Excerpts of labeled region data

========================================================================

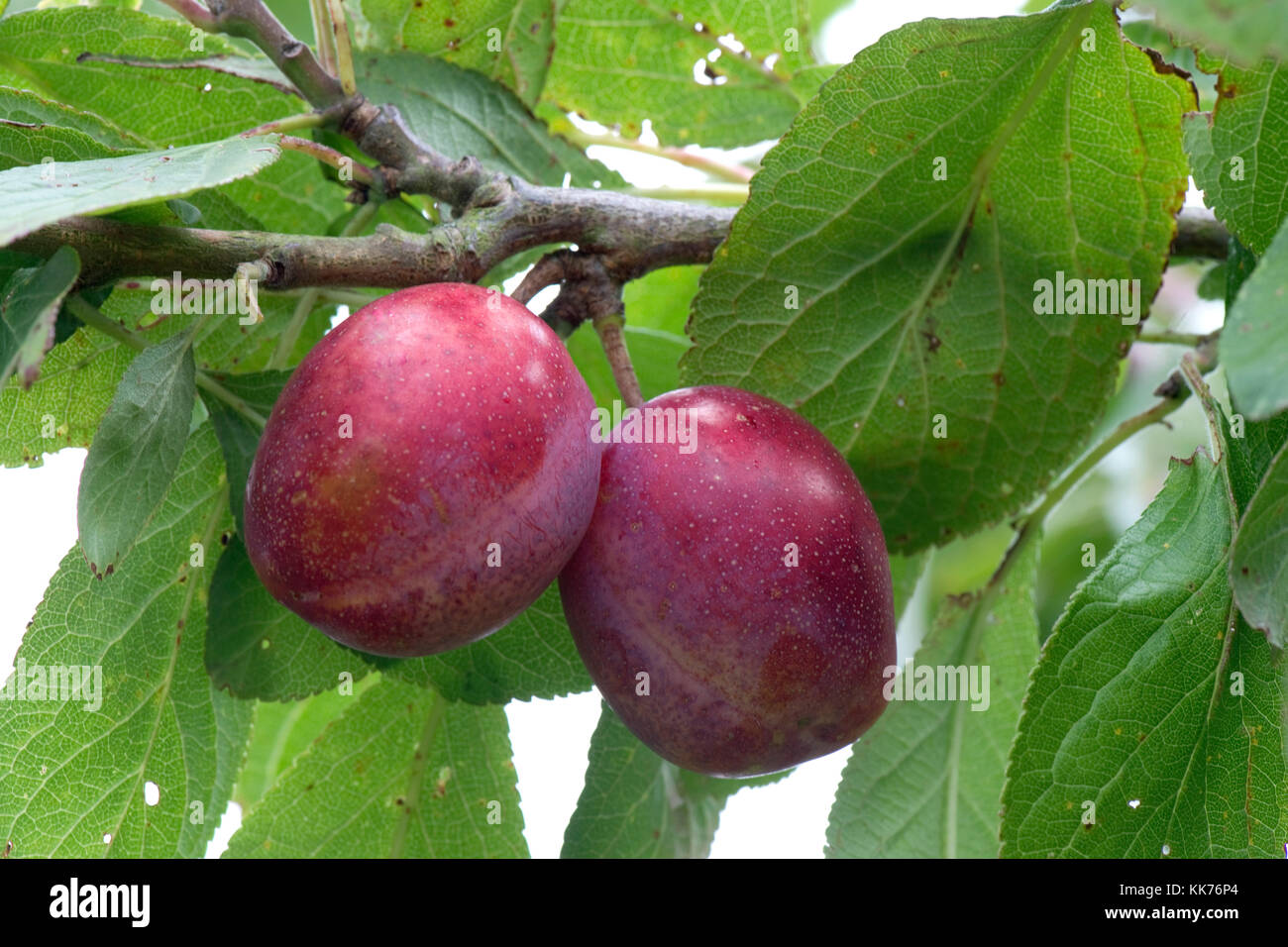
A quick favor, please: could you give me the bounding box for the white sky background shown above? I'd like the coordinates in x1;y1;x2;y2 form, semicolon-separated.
0;0;1102;858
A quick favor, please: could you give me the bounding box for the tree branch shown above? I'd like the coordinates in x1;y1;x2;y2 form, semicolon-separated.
13;181;734;290
54;0;1228;301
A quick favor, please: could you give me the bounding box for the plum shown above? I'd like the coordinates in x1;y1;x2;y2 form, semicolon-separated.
559;386;896;777
245;283;602;657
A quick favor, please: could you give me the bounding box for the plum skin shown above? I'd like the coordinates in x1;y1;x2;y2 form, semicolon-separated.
245;283;602;657
559;385;896;777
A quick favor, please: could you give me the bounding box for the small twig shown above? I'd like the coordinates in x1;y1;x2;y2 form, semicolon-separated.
278;136;383;192
625;184;748;204
1177;353;1233;464
309;0;336;76
326;0;358;95
593;314;644;407
1136;329;1220;348
268;201;380;368
241;112;330;138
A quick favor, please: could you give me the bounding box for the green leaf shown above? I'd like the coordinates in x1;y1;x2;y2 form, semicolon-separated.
201;371;291;535
568;266;703;410
0;246;80;388
561;703;793;858
0;427;253;858
1220;224;1288;420
827;537;1039;858
1141;0;1288;61
206;536;371;701
544;0;831;149
0;8;345;233
76;326;196;578
1231;447;1288;648
1185;53;1288;254
0;329;134;467
1002;453;1288;858
0;87;145;168
227;679;528;858
0;136;280;250
680;4;1194;552
233;674;380;810
361;0;563;107
357;53;622;187
369;582;591;703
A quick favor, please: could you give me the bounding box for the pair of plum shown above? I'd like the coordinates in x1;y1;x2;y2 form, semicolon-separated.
245;283;894;776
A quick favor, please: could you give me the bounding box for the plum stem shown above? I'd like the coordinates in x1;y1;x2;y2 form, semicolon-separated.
593;314;644;407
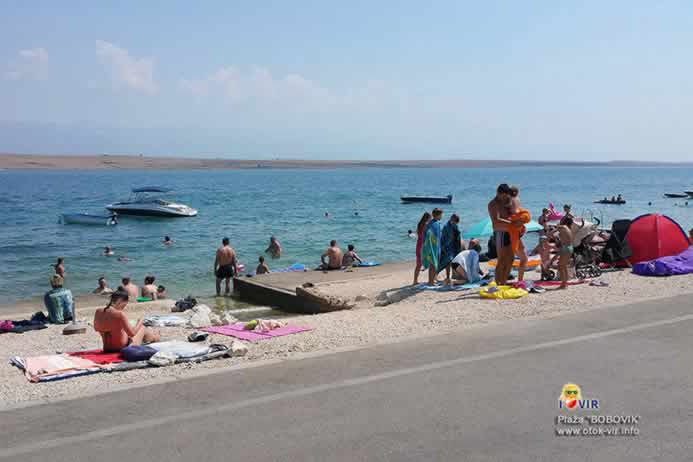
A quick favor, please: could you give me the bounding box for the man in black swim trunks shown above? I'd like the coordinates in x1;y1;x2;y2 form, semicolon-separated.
488;183;514;285
214;237;236;297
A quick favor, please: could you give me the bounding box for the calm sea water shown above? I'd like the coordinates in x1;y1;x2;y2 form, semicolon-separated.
0;167;693;304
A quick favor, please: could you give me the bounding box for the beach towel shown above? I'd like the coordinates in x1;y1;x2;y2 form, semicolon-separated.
633;247;693;276
68;350;124;364
200;322;313;342
0;319;48;334
10;354;102;383
416;281;487;292
142;314;190;327
421;219;442;269
534;279;585;287
451;250;481;284
438;221;462;271
147;340;209;359
508;208;532;255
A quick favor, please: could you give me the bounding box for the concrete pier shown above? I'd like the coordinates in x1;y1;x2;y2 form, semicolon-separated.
233;263;412;314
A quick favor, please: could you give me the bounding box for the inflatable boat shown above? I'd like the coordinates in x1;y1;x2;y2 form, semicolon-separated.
400;194;452;204
594;199;626;205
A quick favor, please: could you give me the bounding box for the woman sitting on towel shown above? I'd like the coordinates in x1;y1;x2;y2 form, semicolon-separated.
94;290;160;353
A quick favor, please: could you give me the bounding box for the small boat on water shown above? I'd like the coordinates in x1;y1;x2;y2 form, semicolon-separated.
106;186;197;217
400;194;452;204
594;199;626;205
60;213;118;226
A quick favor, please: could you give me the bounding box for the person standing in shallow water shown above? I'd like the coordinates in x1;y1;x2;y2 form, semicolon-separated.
53;257;65;279
438;213;462;284
414;212;431;285
214;237;236;297
265;236;282;258
488;183;514;285
421;208;443;285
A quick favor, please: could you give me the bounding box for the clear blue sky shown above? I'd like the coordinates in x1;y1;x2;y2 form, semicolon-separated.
0;0;693;161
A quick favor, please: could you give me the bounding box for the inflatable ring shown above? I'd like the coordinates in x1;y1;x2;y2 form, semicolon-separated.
479;284;529;300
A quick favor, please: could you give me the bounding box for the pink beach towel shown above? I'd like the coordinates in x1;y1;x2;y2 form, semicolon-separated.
200;322;313;342
68;350;125;364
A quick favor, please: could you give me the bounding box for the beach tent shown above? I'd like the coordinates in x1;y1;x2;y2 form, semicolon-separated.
462;218;542;239
626;214;688;263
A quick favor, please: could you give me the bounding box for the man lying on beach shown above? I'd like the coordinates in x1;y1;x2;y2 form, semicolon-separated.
94;290;160;353
214;237;236;297
342;244;363;268
120;276;139;300
320;239;343;270
92;276;113;295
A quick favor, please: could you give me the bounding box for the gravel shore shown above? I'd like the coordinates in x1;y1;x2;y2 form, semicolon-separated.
0;269;693;406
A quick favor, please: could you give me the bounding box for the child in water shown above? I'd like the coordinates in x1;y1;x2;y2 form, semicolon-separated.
255;255;269;274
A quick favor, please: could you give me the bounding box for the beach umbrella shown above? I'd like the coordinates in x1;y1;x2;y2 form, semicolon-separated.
462;218;543;239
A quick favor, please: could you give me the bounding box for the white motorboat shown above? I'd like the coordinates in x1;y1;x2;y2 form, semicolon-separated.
60;213;118;226
106;186;197;217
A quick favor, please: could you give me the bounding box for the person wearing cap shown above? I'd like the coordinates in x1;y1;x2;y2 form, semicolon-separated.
43;274;75;324
94;290;161;353
120;276;140;300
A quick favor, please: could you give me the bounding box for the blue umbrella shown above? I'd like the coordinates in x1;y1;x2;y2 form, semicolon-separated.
462;218;543;239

========================================================================

[Your goal] Please count the lines in the listing above that contain the word "plum" and reply with only that number.

[Result for this exercise] 4